» Data for processing
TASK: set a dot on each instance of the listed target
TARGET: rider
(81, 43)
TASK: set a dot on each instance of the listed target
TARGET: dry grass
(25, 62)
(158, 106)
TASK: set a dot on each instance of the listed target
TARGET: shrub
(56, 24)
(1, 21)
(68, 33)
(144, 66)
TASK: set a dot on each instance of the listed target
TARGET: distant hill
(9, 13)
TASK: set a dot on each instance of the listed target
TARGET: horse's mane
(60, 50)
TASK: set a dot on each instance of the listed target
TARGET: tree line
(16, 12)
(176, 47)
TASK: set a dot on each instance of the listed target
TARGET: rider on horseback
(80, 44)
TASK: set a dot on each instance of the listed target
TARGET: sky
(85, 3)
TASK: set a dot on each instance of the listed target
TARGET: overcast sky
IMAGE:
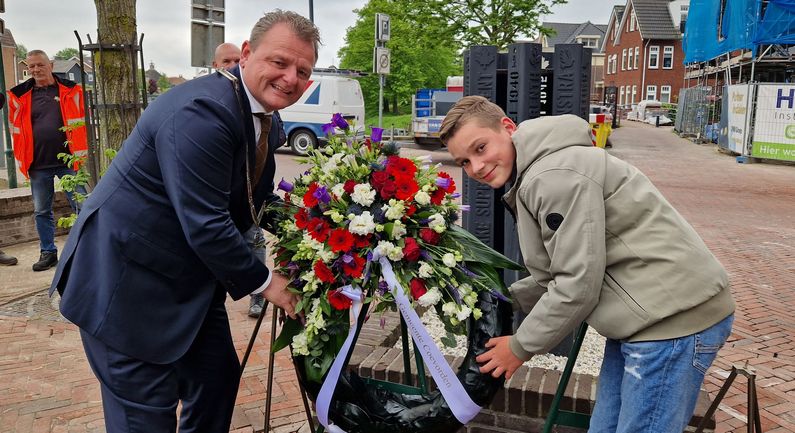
(49, 25)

» Problem requirements
Restate every record exactly, please; do not copy the pictures.

» Response below
TASK: set a dot on each instance of the listed target
TARGET: rider
(81, 43)
TASK: set a dot on each instance of the listed target
TARGET: dry grass
(25, 62)
(158, 106)
TASK: set a dot on each instance of the listed target
TARGET: shrub
(56, 24)
(1, 21)
(68, 33)
(144, 66)
TASK: set a dot on each instance of the listed target
TARGET: distant hill
(9, 13)
TASK: set a dot on each instance of the listed target
TARGET: horse's mane
(60, 50)
TASK: set a dot on each instance of the listed target
TARGET: tree line
(16, 12)
(176, 47)
TASK: set a dot on each instance of the listed target
TARGET: rider on horseback
(80, 44)
TASK: set a dot on each instance of the listed target
TARGET: sky
(85, 3)
TASK: set a dot on each instance of the listed target
TARGET: overcast sky
IMAGE:
(49, 25)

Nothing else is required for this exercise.